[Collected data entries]
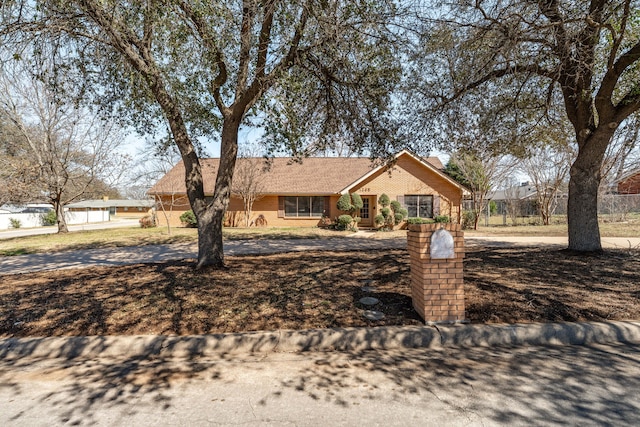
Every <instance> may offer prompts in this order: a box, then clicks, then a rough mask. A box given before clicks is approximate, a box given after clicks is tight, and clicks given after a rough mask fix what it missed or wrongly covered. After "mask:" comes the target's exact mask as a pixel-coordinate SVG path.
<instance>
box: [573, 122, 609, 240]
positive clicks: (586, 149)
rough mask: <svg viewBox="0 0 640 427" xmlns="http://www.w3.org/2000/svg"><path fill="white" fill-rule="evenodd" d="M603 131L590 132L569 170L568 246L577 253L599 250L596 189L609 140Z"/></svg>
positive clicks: (597, 205) (597, 209)
mask: <svg viewBox="0 0 640 427" xmlns="http://www.w3.org/2000/svg"><path fill="white" fill-rule="evenodd" d="M611 136H612V135H609V134H607V133H604V132H603V133H602V134H597V133H596V134H594V135H592V136H591V137H590V138H589V140H588V141H585V142H584V143H583V144H582V145H581V147H580V150H579V151H578V156H577V157H576V160H575V161H574V162H573V165H571V170H570V172H569V175H570V178H569V201H568V205H567V221H568V227H569V230H568V231H569V249H570V250H574V251H579V252H600V251H602V244H601V241H600V227H599V225H598V189H599V188H600V181H601V180H602V176H601V174H600V169H601V167H602V161H603V158H604V152H605V150H606V147H607V145H608V143H609V141H610V140H611Z"/></svg>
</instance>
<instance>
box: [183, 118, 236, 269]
mask: <svg viewBox="0 0 640 427" xmlns="http://www.w3.org/2000/svg"><path fill="white" fill-rule="evenodd" d="M241 120H242V117H241V116H240V117H238V116H235V115H229V116H228V117H225V120H224V124H223V126H222V144H221V147H220V164H219V166H218V175H217V177H216V186H215V189H214V192H213V200H212V201H211V202H210V203H209V204H207V205H206V206H205V207H204V209H202V210H200V211H198V212H196V211H195V210H194V213H195V214H196V217H197V218H198V263H197V266H196V268H197V269H202V268H204V267H214V268H220V267H224V248H223V242H222V224H223V222H224V214H225V212H226V211H227V207H228V206H229V198H230V197H231V181H232V178H233V171H234V169H235V166H236V160H237V156H238V130H239V128H240V122H241Z"/></svg>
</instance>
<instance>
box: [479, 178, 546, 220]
mask: <svg viewBox="0 0 640 427" xmlns="http://www.w3.org/2000/svg"><path fill="white" fill-rule="evenodd" d="M536 195H537V192H536V187H535V186H533V185H532V184H531V183H529V182H523V183H522V184H520V185H517V186H513V187H510V188H507V189H504V190H496V191H491V192H489V194H487V197H486V199H487V202H494V203H495V204H496V212H495V213H496V214H499V215H503V214H506V213H508V212H509V211H510V210H514V212H511V213H512V214H514V215H515V216H533V215H537V213H538V210H537V208H536ZM469 209H470V208H469Z"/></svg>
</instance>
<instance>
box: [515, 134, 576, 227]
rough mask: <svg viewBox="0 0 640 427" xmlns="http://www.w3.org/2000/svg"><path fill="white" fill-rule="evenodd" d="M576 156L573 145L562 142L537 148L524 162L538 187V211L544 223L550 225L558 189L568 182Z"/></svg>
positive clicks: (538, 212)
mask: <svg viewBox="0 0 640 427" xmlns="http://www.w3.org/2000/svg"><path fill="white" fill-rule="evenodd" d="M574 156H575V153H574V150H572V148H571V146H570V145H568V144H566V143H562V142H560V143H556V144H553V145H551V144H547V145H544V146H542V147H541V148H539V149H536V150H535V151H534V153H533V154H532V155H530V156H529V157H528V158H526V159H525V160H524V162H523V165H524V171H525V173H526V174H527V175H528V176H529V178H530V179H531V182H532V183H533V186H534V187H535V189H536V202H537V207H538V213H539V214H540V217H541V219H542V223H543V224H544V225H549V221H550V219H551V214H552V213H553V210H554V209H555V206H556V203H557V195H558V191H559V190H560V188H561V186H562V185H563V184H564V183H565V182H566V179H567V176H568V174H569V168H570V166H571V163H572V162H573V157H574Z"/></svg>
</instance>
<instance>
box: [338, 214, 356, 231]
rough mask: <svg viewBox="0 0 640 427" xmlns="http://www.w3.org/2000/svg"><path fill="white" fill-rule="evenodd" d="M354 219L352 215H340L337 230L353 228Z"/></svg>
mask: <svg viewBox="0 0 640 427" xmlns="http://www.w3.org/2000/svg"><path fill="white" fill-rule="evenodd" d="M352 222H353V217H352V216H351V215H340V216H339V217H338V220H337V221H336V228H337V229H338V230H346V229H348V228H351V223H352Z"/></svg>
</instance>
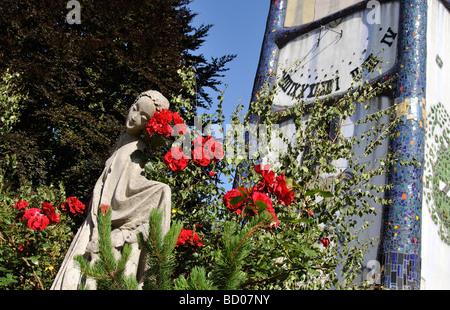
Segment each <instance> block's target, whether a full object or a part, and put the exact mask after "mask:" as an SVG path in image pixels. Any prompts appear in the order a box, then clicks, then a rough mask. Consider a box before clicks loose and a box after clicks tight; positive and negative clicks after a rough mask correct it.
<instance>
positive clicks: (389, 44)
mask: <svg viewBox="0 0 450 310" xmlns="http://www.w3.org/2000/svg"><path fill="white" fill-rule="evenodd" d="M395 37H397V33H396V32H394V31H392V29H391V27H389V29H388V30H387V32H386V33H385V34H384V36H383V39H381V41H380V43H384V44H387V45H389V46H391V45H392V43H394V40H395Z"/></svg>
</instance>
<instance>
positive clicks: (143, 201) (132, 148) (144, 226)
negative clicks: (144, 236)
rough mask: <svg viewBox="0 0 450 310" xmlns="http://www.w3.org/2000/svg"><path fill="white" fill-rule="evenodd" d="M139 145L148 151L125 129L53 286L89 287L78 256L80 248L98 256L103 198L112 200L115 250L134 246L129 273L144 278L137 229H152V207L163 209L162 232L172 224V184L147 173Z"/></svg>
mask: <svg viewBox="0 0 450 310" xmlns="http://www.w3.org/2000/svg"><path fill="white" fill-rule="evenodd" d="M136 150H140V151H142V152H147V150H146V144H145V143H144V142H143V141H142V140H141V139H140V138H138V137H135V136H130V135H127V134H124V135H123V136H122V137H121V141H120V143H119V146H118V147H117V148H116V150H115V151H114V152H113V154H112V156H111V157H110V158H109V159H108V160H107V161H106V163H105V168H104V170H103V172H102V174H101V176H100V178H99V179H98V181H97V183H96V185H95V187H94V191H93V195H92V199H91V202H90V206H89V214H88V216H87V218H86V220H85V221H84V223H83V224H82V226H81V227H80V229H79V231H78V233H77V235H76V236H75V238H74V240H73V241H72V244H71V245H70V247H69V249H68V251H67V254H66V256H65V259H64V261H63V263H62V266H61V268H60V270H59V271H58V274H57V275H56V278H55V280H54V282H53V284H52V287H51V289H54V290H59V289H60V290H67V289H77V288H78V286H79V284H80V283H83V282H86V283H87V284H88V285H89V288H91V289H92V288H94V287H95V282H94V281H92V280H87V279H84V277H83V276H82V275H81V272H80V270H79V267H78V266H76V263H75V262H74V259H73V258H74V256H75V255H78V254H81V255H84V256H85V258H88V259H91V260H95V259H96V257H97V251H98V233H97V213H98V207H99V206H100V205H101V204H106V205H110V206H111V210H112V214H111V226H112V227H111V242H112V246H113V247H114V248H116V249H117V254H120V253H119V251H120V249H121V248H122V246H123V245H124V244H125V243H128V244H130V245H131V246H132V253H131V256H130V259H129V261H128V263H127V267H126V270H125V273H126V274H128V275H130V274H135V275H136V278H137V280H138V282H140V283H141V282H142V276H143V273H144V271H145V265H146V261H145V258H144V255H143V251H141V249H140V247H139V245H138V243H137V237H136V235H137V233H139V232H142V233H143V234H144V236H147V234H148V217H149V215H150V211H151V210H152V209H154V208H160V209H162V210H163V232H164V233H165V232H167V231H168V230H169V227H170V211H171V199H170V196H171V190H170V187H168V186H167V185H166V184H163V183H160V182H157V181H151V180H149V179H147V178H146V177H145V175H144V169H143V165H144V164H145V163H144V162H143V161H142V157H141V156H139V154H136V153H134V152H135V151H136Z"/></svg>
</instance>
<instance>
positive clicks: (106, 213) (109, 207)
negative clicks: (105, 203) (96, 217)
mask: <svg viewBox="0 0 450 310" xmlns="http://www.w3.org/2000/svg"><path fill="white" fill-rule="evenodd" d="M110 208H111V206H109V205H105V204H104V203H102V204H101V206H100V212H102V213H103V215H106V214H108V211H109V209H110Z"/></svg>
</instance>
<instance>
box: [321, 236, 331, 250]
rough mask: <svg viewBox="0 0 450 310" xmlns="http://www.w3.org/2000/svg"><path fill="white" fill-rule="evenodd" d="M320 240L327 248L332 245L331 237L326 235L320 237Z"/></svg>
mask: <svg viewBox="0 0 450 310" xmlns="http://www.w3.org/2000/svg"><path fill="white" fill-rule="evenodd" d="M320 242H321V243H322V245H323V246H324V247H326V248H327V247H328V246H329V245H330V239H328V238H326V237H323V238H322V239H320Z"/></svg>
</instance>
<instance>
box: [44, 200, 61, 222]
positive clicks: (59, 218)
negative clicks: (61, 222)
mask: <svg viewBox="0 0 450 310" xmlns="http://www.w3.org/2000/svg"><path fill="white" fill-rule="evenodd" d="M41 208H42V212H43V213H44V214H45V215H46V216H47V217H48V219H49V220H50V222H51V223H52V224H53V223H59V220H60V217H59V214H58V213H56V211H55V208H54V207H53V206H52V204H51V203H48V202H43V203H42V206H41Z"/></svg>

What is being asked: Copy the material word for word from its beginning through the line containing "positive clicks: (597, 205) (597, 209)", including that line. Leave the pictures out.

Solution:
Every <instance> may offer prompts in this order: a box, then clicks, then a rough mask. A box given before clicks is approximate, a box given after clicks is tight, and clicks given after a rough mask fix what it missed or wrongly covered. After "mask:" comes the target's exact mask as a pixel-coordinate SVG path.
<instance>
box: [573, 122, 609, 240]
positive clicks: (586, 149)
rough mask: <svg viewBox="0 0 640 427" xmlns="http://www.w3.org/2000/svg"><path fill="white" fill-rule="evenodd" d="M603 131L590 132L569 170L568 246L577 253L599 250L596 189L609 140Z"/></svg>
positive clicks: (597, 205) (597, 209)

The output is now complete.